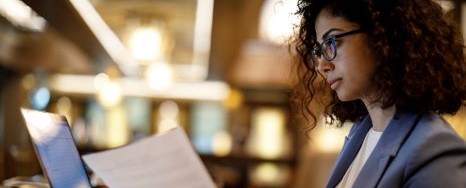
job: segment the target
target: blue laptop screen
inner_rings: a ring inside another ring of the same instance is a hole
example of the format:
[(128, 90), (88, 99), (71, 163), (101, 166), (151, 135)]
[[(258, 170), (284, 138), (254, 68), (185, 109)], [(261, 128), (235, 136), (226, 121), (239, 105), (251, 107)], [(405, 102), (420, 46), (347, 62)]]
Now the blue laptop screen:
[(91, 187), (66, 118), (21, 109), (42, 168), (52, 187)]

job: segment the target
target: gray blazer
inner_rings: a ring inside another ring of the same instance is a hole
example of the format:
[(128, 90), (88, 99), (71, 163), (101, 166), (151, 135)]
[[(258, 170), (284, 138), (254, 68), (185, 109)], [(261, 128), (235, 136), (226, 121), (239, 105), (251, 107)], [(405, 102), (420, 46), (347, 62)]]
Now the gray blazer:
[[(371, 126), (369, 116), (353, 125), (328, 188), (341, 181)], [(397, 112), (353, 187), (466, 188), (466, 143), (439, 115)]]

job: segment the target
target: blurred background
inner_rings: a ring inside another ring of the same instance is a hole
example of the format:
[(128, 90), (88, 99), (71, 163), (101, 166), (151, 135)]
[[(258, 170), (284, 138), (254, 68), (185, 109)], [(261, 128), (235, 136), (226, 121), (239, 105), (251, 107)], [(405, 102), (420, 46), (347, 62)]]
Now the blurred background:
■ ■ ■ ■ ■ ■ ■
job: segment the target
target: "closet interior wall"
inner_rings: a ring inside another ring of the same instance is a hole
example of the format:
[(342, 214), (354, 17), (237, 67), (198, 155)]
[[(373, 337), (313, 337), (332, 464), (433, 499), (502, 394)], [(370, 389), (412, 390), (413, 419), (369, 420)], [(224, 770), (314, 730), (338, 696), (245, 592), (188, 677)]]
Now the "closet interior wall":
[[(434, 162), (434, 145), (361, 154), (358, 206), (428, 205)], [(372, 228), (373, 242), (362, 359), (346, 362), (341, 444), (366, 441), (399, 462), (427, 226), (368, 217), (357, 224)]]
■ ■ ■ ■ ■ ■ ■
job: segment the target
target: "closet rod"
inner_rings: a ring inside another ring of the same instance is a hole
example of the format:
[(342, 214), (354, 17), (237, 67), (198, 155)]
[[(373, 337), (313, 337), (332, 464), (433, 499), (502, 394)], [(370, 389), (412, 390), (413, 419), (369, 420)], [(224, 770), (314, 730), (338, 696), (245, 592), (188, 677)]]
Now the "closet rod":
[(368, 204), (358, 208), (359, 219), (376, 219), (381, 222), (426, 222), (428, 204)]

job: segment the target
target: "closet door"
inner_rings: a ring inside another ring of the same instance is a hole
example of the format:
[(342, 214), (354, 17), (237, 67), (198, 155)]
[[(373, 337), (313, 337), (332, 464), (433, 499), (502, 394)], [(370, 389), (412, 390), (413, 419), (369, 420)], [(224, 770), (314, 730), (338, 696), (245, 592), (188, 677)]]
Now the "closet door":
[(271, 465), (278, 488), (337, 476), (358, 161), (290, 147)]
■ ■ ■ ■ ■ ■ ■
Aim of the task. Will you return exactly the lines above from the one with "target: blurred background" down to the one with "Now the blurred", counting both as part of the range?

Response to the exercise.
target: blurred background
inner_rings: a ring inside another ring of the same instance is a hole
example of the format:
[(128, 90), (88, 99), (71, 163), (101, 166), (151, 135)]
[[(258, 170), (284, 138), (254, 68), (185, 109)], [(261, 128), (235, 136), (226, 121), (239, 105), (251, 107)], [(405, 102), (420, 46), (347, 62)]]
Now the blurred background:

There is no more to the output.